Des représentants du Regroupement québécois des résidences pour aînés et du Réseau québécois des OSBL d’habitation étaient à ses côtés.

PHOTO EDOUARD PLANTE-FRÉCHETTE, LA PRESSE

La ministre déléguée à la Santé et ministre responsable des Aînés, Sonia Bélanger

La ministre déléguée à la Santé et ministre responsable des Aînés avait télégraphié ses intentions la semaine dernière, en marge du caucus de la Coalition avenir Québec. Une nouvelle compilation de La Presse faisait état de la perte de 2700 places d’hébergement en 2023 en raison de changement de vocation de RPA.

Le nouveau programme gouvernemental touchera quelque 600 RPA. La ministre Sonia Bélanger veut donner de l’oxygène aux plus petites résidences, celles de 30 unités et moins qui offrent des soins et services de santé aux aînés en perte d’autonomie. Dans le jargon, il s’agit des RPA de catégories 3 et 4.

Des 500 RPA qui ont fermé au cours des cinq dernières années, 80 % étaient des résidences de 30 unités et moins, a fait valoir mardi le ministère de la Santé et des Services sociaux.

Avec sa nouvelle mesure, Sonia Bélanger souhaite mettre fin aux fermetures en série en stabilisant le financement des résidences. On espère aussi favoriser le maintien à domicile de ces aînés et éviter leur transfert en CHSLD. Offrir davantage de soins en RPA pourrait aussi permettre un retour plus rapide de l’usager chez lui après un séjour à l’hôpital, a énuméré la ministre.

Il faut comprendre que les soins et services de santé sont déjà en partie subventionnés par le gouvernement. Or, en raison de l’explosion des coûts de la main-d’œuvre, par exemple, dans un contexte de pénurie, et du vieillissement de la population, le modèle d’affaires des petites RPA qui offrent des soins est devenu au fil des années difficilement tenable. La facture pouvait alors être refilée à l’usager.

* DONNÉES PRÉSENTÉES:

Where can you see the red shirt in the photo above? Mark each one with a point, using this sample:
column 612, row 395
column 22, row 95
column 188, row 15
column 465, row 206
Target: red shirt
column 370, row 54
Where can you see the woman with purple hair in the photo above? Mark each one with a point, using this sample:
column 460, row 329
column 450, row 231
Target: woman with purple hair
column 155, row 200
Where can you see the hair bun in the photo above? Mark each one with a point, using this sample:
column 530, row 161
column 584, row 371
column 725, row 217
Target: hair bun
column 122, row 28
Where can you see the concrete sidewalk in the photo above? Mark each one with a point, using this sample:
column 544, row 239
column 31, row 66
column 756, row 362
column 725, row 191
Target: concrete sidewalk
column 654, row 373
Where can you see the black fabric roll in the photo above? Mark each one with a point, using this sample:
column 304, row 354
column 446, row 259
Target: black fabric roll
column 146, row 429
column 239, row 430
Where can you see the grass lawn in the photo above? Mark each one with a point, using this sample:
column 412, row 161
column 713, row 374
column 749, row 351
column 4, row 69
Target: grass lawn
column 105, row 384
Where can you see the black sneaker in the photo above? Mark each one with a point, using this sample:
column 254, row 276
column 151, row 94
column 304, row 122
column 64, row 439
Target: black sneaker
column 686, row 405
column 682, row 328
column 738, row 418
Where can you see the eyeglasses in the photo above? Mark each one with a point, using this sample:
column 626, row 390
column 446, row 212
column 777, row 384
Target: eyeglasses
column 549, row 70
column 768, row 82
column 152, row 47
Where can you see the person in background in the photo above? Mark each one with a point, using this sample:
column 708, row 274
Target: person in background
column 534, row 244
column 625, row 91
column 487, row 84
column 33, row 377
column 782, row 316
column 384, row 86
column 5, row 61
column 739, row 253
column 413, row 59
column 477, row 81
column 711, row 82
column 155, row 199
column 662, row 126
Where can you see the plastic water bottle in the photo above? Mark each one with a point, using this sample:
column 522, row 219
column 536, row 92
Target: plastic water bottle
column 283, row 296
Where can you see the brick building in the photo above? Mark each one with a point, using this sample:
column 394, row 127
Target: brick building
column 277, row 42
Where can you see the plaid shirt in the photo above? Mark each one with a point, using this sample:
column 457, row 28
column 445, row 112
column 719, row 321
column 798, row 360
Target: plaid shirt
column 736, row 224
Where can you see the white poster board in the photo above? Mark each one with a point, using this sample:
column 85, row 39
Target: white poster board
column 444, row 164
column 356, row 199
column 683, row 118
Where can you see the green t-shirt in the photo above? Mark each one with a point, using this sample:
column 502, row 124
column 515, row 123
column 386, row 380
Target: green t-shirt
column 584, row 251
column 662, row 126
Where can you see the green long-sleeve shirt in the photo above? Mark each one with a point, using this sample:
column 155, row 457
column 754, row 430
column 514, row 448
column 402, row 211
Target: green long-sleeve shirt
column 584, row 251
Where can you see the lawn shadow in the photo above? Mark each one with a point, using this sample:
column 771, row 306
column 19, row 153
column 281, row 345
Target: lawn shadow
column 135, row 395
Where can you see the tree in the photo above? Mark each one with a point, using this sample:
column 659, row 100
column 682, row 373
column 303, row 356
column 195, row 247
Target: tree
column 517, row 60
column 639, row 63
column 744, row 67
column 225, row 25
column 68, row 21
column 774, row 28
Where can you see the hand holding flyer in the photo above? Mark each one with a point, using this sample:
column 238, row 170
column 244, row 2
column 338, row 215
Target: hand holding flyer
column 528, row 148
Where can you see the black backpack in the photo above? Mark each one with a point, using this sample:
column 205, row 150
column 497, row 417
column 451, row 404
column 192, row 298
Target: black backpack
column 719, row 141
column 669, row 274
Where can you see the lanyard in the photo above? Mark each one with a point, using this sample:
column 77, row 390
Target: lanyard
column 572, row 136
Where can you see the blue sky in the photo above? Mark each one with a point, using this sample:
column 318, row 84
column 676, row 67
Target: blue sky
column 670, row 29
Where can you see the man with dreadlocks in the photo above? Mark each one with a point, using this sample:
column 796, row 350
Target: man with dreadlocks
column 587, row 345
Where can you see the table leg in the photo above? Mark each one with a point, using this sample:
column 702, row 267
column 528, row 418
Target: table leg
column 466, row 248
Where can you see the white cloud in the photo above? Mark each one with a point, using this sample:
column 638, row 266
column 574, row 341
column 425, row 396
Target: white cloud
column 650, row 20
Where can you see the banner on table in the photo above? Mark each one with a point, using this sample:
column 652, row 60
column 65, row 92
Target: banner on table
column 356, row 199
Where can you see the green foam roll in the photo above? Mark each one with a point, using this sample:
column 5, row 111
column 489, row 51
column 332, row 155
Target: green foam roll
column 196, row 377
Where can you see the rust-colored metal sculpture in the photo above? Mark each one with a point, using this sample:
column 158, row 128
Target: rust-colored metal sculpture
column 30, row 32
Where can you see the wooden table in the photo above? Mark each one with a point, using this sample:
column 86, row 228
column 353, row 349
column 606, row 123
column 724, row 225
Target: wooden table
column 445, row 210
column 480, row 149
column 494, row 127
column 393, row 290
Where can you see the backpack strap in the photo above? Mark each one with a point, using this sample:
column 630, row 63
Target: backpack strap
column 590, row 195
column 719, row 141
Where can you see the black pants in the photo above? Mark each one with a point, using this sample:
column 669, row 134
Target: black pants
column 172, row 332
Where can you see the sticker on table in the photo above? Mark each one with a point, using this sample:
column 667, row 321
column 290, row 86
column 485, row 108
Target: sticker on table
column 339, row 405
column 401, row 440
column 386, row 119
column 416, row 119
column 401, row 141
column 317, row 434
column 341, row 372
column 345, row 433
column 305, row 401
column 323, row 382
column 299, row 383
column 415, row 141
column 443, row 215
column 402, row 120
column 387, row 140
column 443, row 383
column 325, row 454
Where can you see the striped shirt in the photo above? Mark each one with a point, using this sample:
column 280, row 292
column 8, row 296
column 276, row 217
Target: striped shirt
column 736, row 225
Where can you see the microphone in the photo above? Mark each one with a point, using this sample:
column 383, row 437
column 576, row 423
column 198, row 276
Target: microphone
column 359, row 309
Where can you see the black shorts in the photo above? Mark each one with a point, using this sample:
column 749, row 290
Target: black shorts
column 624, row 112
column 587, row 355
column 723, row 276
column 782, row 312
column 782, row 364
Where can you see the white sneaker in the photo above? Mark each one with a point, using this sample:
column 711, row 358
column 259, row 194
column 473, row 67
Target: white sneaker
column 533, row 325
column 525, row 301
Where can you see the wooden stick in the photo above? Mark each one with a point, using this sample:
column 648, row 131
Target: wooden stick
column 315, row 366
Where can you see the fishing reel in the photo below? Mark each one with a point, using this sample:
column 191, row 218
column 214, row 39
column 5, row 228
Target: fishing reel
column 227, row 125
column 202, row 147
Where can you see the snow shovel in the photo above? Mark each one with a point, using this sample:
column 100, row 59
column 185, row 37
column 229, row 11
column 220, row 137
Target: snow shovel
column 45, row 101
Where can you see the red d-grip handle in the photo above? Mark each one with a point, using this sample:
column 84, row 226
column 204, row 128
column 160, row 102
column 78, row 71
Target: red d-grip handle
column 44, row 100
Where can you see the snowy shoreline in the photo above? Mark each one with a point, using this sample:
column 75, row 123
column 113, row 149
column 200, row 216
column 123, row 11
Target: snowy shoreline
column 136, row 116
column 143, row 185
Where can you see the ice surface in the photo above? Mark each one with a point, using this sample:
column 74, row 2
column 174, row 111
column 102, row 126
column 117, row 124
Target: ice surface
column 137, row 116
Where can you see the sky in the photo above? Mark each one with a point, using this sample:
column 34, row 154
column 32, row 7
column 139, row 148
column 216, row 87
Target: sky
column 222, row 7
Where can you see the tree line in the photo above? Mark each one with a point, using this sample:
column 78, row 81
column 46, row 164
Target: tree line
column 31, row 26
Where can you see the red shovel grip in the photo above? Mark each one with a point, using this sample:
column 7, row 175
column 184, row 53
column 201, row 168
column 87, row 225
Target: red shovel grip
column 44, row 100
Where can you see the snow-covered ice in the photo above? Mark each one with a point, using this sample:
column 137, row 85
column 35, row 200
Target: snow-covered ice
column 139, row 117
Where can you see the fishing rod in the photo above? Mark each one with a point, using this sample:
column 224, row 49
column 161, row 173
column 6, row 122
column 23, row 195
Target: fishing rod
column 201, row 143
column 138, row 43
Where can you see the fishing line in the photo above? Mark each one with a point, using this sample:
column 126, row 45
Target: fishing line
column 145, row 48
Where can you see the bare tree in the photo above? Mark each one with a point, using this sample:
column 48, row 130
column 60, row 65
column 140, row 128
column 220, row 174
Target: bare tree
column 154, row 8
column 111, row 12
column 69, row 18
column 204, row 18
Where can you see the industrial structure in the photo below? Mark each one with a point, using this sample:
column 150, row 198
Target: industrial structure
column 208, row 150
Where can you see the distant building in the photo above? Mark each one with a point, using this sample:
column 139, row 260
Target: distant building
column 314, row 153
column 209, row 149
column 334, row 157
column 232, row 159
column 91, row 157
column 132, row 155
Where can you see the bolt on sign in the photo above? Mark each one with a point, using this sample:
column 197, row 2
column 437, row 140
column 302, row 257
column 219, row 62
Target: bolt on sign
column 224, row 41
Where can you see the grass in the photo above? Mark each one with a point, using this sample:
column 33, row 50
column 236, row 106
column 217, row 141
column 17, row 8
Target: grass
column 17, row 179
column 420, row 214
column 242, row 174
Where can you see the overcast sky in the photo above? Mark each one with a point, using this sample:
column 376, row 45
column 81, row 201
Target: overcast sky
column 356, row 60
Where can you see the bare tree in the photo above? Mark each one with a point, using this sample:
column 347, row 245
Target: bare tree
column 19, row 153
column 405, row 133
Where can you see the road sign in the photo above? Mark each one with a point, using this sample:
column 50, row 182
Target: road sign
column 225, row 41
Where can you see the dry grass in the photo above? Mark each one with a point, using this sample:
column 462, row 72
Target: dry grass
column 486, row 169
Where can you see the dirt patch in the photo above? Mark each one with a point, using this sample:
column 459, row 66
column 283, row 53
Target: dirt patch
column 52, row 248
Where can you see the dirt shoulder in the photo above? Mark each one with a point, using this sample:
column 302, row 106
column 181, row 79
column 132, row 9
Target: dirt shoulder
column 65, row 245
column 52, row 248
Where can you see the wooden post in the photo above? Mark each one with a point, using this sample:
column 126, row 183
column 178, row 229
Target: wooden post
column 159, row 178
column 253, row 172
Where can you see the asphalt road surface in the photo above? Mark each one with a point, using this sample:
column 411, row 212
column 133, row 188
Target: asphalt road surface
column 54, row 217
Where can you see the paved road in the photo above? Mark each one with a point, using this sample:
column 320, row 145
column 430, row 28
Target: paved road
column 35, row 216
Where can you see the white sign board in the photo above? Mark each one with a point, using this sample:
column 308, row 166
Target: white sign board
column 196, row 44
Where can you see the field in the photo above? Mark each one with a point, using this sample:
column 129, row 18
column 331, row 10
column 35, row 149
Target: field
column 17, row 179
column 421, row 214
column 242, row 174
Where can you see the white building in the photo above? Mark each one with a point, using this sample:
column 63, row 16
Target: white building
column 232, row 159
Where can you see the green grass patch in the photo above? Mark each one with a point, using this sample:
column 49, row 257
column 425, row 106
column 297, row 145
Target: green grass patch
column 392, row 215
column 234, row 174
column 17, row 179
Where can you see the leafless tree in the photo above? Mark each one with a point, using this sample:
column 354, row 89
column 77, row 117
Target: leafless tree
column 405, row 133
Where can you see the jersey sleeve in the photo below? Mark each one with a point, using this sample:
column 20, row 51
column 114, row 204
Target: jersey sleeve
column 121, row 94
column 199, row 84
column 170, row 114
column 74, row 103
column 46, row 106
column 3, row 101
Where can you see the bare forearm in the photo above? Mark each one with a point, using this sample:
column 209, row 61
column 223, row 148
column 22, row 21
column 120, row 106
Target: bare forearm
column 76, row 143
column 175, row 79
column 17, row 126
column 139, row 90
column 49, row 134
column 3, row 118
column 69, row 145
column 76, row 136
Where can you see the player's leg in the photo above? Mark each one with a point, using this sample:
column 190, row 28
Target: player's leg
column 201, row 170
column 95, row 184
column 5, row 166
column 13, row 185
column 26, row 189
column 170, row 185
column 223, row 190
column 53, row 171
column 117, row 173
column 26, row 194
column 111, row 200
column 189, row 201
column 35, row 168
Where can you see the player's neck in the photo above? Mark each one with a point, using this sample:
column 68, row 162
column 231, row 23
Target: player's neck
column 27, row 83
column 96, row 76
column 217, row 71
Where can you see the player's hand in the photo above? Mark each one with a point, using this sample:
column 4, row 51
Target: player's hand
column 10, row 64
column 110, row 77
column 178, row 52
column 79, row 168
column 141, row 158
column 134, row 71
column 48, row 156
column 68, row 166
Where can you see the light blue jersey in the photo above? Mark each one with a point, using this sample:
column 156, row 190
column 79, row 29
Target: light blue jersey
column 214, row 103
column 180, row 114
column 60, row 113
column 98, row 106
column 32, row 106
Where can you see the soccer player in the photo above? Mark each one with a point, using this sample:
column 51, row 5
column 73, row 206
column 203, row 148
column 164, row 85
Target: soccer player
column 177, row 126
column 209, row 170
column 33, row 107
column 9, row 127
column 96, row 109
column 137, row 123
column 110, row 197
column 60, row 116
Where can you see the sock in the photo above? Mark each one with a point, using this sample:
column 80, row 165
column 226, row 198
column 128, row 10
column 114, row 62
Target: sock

* TÂCHE ASSIGNÉE 1: Indiquez si chacun des énoncés suivants concorde avec l'article sur les résidences pour aînés, en répondant par oui ou par non et en citant textuellement les mots qui tranchent : (a) le nouveau programme touchera quelque 600 RPA ; (b) la majorité des RPA fermées au cours des cinq dernières années comptaient plus de 30 unités ; (c) les soins et services de santé offerts en RPA ne bénéficient actuellement d'aucune subvention gouvernementale.
* TÂCHE ASSIGNÉE 2: Restituez fidèlement le passage de l'article sur les résidences pour aînés qui va de « Avec sa nouvelle » à « refilée à l’usager. ».
* TÂCHE ASSIGNÉE 3: Poursuivez l'article sur les résidences pour aînés à partir de la dernière phrase fournie.
Ces données n'interviennent d'aucune façon dans ce qui est demandé.

* RÉPONSE 1:
(a) Oui : « Le nouveau programme gouvernemental touchera quelque 600 RPA. »
(b) Non : « Des 500 RPA qui ont fermé au cours des cinq dernières années, 80 % étaient des résidences de 30 unités et moins »
(c) Non : « les soins et services de santé sont déjà en partie subventionnés par le gouvernement »

* RÉPONSE 2:
Avec sa nouvelle mesure, Sonia Bélanger souhaite mettre fin aux fermetures en série en stabilisant le financement des résidences. On espère aussi favoriser le maintien à domicile de ces aînés et éviter leur transfert en CHSLD. Offrir davantage de soins en RPA pourrait aussi permettre un retour plus rapide de l’usager chez lui après un séjour à l’hôpital, a énuméré la ministre.

Il faut comprendre que les soins et services de santé sont déjà en partie subventionnés par le gouvernement. Or, en raison de l’explosion des coûts de la main-d’œuvre, par exemple, dans un contexte de pénurie, et du vieillissement de la population, le modèle d’affaires des petites RPA qui offrent des soins est devenu au fil des années difficilement tenable. La facture pouvait alors être refilée à l’usager.

* RÉPONSE 3:
Souvent, l’aîné a besoin de plus de soins qu’il n’en reçoit. Avec l’aide gouvernementale, Québec espère que l’offre sera augmentée pour suivre les besoins des résidants. L’allocation personnalisée pourra « réduire le fardeau financier » des résidants et offrir davantage de stabilité aux propriétaires. Comme l’indique le tableau, les sommes pour les services de santé sont bonifiées à coût nul pour le résidant.

En pratique, l’état de santé d’un aîné sera évalué par le CISSS ou le CIUSSS du territoire. Un « plan de services » sera établi en fonction de la nouvelle grille tarifaire nationale. Par exemple, la subvention gouvernementale pour un bain ou pour la distribution de médicaments sera la même partout au Québec. En fonction des besoins de l’usager, une « allocation personnalisée » sera versée directement à la RPA.

Le déploiement est prévu d’ici juin prochain.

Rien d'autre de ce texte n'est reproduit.